# Problem to solve
Convert the listing, from its first line up to and including the line with "(1054, 363)", into a Markdown table with the columns Index and Entry, one numbered row per line, leaving out blank lines.

╭─ Records supplied

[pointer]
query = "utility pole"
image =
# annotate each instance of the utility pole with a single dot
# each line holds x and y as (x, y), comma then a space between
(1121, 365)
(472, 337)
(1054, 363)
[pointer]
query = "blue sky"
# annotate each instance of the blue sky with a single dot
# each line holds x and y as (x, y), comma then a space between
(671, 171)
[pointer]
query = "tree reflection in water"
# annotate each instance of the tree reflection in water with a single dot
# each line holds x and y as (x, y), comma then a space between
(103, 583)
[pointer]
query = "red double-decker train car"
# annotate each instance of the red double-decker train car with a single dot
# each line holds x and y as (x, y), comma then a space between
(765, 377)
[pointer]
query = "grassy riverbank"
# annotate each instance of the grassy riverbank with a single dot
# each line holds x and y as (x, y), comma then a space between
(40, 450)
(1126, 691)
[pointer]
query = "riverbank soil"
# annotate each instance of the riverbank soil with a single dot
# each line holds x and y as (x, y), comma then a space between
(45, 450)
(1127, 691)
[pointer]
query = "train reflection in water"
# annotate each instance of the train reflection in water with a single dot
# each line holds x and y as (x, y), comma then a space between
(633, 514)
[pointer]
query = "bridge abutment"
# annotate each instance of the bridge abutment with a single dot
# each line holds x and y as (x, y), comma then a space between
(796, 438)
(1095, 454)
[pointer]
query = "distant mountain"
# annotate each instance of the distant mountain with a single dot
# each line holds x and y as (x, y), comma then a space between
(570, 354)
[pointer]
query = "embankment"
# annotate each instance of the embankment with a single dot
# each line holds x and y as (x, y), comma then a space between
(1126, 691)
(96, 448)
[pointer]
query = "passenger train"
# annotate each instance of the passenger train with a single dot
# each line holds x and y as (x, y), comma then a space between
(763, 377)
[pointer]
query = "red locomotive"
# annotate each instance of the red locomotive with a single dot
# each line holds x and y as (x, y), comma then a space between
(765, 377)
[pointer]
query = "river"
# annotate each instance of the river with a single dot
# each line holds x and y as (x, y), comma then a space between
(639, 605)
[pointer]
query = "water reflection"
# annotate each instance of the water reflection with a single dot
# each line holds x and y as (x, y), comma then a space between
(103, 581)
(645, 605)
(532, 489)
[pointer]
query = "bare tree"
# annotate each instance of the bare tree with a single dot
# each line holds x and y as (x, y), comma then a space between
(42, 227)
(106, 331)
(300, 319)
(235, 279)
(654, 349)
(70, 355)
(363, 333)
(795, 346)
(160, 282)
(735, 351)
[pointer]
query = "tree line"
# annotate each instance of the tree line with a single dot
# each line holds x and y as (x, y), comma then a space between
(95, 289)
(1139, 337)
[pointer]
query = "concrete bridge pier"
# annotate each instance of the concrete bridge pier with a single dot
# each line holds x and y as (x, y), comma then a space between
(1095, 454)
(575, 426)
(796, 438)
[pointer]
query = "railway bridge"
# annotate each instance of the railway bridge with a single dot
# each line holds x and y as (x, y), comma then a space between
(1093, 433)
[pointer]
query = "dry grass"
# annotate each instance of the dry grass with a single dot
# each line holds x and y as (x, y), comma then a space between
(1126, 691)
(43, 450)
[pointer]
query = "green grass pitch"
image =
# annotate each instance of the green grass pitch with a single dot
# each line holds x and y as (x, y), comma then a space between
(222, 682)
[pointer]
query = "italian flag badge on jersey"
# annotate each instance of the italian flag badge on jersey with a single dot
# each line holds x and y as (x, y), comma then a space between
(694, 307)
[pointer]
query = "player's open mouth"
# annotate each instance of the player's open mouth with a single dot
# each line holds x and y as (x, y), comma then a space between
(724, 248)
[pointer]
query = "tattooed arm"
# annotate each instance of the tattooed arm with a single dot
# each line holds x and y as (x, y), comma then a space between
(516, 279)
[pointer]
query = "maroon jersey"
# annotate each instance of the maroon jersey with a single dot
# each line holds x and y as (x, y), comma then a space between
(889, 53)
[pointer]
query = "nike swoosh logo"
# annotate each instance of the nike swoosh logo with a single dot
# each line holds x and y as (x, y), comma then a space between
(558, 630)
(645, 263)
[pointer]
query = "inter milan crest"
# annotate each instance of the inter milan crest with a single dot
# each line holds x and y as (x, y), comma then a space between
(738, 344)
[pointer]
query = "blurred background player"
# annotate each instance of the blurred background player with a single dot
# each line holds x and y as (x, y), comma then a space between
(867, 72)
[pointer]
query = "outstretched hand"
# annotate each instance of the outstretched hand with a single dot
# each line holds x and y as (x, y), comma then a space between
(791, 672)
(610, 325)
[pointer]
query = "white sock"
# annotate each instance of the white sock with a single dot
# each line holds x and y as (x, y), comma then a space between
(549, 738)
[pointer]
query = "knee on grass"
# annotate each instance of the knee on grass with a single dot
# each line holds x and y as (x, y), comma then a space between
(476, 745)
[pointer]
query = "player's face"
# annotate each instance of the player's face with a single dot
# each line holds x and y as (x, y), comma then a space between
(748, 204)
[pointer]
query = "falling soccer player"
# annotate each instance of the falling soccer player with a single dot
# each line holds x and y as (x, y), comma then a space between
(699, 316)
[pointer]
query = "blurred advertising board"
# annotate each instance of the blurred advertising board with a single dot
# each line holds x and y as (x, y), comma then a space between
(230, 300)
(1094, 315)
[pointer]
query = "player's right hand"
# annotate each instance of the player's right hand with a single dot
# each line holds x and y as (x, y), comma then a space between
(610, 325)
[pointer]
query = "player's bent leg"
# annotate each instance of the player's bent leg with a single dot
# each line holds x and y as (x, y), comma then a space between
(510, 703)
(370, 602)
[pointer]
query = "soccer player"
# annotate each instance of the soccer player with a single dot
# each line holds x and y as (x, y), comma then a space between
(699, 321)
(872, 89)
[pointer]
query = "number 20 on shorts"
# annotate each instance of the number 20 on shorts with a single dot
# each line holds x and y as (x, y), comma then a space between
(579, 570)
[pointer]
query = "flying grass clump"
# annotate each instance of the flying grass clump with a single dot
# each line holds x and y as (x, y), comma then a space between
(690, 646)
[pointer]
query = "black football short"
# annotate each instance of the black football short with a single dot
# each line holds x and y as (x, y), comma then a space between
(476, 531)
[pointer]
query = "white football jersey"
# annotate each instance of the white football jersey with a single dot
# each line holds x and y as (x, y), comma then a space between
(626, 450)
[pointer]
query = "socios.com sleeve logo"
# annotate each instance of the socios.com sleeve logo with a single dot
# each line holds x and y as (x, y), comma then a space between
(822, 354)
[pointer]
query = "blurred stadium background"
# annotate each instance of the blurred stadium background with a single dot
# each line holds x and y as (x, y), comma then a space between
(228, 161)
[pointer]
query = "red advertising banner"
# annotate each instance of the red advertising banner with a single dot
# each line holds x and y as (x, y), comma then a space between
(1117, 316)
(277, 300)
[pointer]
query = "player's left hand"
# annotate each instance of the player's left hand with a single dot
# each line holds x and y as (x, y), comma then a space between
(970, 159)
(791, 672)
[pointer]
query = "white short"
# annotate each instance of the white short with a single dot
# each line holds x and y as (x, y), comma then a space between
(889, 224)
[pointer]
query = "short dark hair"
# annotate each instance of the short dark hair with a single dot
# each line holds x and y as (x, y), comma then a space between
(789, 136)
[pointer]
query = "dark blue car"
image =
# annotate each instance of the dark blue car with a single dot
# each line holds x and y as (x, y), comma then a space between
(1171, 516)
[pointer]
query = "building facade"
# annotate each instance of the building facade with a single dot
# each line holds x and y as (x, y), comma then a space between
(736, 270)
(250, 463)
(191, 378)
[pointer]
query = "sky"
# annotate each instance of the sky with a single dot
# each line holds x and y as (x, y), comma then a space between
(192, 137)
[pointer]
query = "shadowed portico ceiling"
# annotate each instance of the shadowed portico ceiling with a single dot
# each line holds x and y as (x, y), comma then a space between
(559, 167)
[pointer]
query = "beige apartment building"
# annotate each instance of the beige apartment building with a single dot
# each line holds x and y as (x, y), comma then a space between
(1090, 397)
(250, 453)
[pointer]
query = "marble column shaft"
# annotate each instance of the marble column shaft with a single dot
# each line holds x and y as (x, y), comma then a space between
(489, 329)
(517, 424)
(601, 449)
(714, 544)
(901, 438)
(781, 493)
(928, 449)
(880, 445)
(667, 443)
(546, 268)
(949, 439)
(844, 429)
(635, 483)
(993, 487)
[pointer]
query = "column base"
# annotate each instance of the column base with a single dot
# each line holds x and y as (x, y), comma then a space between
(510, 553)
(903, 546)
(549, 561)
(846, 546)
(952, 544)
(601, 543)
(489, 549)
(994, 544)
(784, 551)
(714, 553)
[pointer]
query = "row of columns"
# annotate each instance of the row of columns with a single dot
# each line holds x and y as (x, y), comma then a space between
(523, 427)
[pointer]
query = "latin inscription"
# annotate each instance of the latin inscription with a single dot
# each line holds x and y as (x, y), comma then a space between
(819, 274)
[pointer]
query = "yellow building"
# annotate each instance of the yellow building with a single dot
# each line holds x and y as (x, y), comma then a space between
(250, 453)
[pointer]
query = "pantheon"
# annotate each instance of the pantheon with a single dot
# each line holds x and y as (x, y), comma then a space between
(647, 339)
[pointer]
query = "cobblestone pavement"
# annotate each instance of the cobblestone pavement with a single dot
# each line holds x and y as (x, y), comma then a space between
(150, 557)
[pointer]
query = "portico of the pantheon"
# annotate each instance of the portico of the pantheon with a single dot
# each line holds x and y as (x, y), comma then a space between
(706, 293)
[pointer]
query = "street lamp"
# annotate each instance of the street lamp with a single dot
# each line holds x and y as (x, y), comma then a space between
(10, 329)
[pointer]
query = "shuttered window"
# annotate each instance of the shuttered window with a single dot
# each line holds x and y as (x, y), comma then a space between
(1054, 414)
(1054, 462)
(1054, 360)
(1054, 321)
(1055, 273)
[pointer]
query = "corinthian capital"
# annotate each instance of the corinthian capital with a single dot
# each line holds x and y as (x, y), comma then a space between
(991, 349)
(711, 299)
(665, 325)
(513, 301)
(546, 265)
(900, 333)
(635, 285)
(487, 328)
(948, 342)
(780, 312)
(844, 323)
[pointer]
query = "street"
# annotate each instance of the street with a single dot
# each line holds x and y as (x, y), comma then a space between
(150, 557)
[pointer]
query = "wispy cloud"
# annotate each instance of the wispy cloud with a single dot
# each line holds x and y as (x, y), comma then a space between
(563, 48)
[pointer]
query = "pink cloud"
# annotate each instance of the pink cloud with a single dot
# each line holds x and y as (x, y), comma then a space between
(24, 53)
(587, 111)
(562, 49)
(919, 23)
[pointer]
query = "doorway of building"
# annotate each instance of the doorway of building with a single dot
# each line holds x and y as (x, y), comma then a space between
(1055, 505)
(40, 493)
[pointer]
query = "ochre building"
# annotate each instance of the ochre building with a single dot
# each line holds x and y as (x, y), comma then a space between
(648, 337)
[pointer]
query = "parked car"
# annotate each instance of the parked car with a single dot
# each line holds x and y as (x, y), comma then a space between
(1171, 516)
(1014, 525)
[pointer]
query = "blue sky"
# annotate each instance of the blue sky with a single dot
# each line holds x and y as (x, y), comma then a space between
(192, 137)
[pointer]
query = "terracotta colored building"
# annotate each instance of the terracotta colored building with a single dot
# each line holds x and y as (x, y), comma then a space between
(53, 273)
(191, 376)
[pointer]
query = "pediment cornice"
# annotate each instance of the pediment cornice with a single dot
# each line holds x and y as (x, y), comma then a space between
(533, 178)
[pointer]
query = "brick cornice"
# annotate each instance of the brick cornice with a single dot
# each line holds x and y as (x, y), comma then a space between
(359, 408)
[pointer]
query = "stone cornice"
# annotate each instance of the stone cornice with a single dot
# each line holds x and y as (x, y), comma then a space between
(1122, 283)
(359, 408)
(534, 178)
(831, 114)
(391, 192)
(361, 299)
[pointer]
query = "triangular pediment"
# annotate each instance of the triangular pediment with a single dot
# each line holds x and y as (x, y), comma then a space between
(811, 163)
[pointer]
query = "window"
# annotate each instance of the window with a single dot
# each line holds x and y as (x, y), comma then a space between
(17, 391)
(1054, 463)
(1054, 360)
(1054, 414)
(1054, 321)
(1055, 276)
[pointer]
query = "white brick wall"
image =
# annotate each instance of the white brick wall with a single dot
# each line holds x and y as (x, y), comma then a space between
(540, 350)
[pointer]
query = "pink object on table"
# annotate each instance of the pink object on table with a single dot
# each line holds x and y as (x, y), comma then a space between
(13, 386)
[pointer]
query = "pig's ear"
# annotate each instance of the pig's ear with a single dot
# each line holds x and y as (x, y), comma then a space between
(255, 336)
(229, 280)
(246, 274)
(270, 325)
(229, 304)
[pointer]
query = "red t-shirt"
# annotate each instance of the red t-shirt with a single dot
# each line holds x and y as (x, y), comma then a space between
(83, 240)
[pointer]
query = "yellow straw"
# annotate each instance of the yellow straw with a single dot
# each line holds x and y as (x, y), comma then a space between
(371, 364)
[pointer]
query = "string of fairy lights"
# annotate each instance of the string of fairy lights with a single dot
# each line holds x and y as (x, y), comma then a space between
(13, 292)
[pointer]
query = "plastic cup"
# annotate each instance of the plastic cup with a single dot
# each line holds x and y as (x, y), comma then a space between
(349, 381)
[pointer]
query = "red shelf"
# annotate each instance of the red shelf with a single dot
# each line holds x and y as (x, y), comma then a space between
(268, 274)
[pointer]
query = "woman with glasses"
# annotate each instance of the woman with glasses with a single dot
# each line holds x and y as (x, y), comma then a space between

╰─

# Written answer
| Index | Entry |
|---|---|
| 1 | [pointer] |
| 2 | query = "utility pole" |
| 3 | image = |
| 4 | # annotate each instance of the utility pole with a single dot |
| 5 | # each line holds x and y as (x, y), comma then a space between |
| 6 | (1121, 365) |
| 7 | (472, 337) |
| 8 | (1054, 363) |